> Document text
================================

Higher dose may increase adherence to buprenorphine medication-assisted treatment
SAN ANTONIO — Buprenorphine medication-assisted treatment adherence was associated with higher dose, older age and previous history of psychosocial therapy, according to data presented at U.S. Psychiatric and Mental Health Congress.
To determine factors associated with adherence to buprenorphine medication-assisted treatment in the first year following treatment initiation, researchers conducted a retrospective cohort study of administrative medical and pharmacy claims for commercial (n = 16,085) and Medicaid (n = 5,688) claims for individuals with a diagnosis of opioid use disorder initiating buprenorphine medication-assisted treatment. Buprenorphine medication-assisted treatment was measured over 12 months after initiation, using proportion of days covered. Participants with a proportion of days covered of 0.8 or greater were considered adherent. Participants had a mean age of approximately 32 years.

================================

> Records supplied

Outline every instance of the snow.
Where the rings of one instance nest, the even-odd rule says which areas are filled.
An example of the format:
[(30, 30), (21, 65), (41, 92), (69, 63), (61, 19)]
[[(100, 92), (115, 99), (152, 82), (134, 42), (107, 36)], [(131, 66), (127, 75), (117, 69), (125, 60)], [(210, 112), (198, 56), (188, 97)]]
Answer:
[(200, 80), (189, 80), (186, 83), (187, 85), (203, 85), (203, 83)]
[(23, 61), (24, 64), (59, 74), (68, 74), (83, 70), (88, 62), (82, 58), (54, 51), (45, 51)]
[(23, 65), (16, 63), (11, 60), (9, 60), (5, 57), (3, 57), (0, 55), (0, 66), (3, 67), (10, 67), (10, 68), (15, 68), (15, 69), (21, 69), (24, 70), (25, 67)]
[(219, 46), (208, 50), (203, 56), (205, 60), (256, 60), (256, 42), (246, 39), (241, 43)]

================================

> Questions on the material
(1) In the buprenorphine treatment text, what proportion of days covered did a participant need in order to be counted as adherent?
(2) Edit everything in the buprenorphine treatment text from "To determine factors" down to "approximately 32 years.", putting "Patients" in place of "Participants".
Rely only on the text for the answers.

> Solutions to the exercise
(1) A proportion of days covered of 0.8 or greater.

(2)
To determine factors associated with adherence to buprenorphine medication-assisted treatment in the first year following treatment initiation, researchers conducted a retrospective cohort study of administrative medical and pharmacy claims for commercial (n = 16,085) and Medicaid (n = 5,688) claims for individuals with a diagnosis of opioid use disorder initiating buprenorphine medication-assisted treatment. Buprenorphine medication-assisted treatment was measured over 12 months after initiation, using proportion of days covered. Patients with a proportion of days covered of 0.8 or greater were considered adherent. Patients had a mean age of approximately 32 years.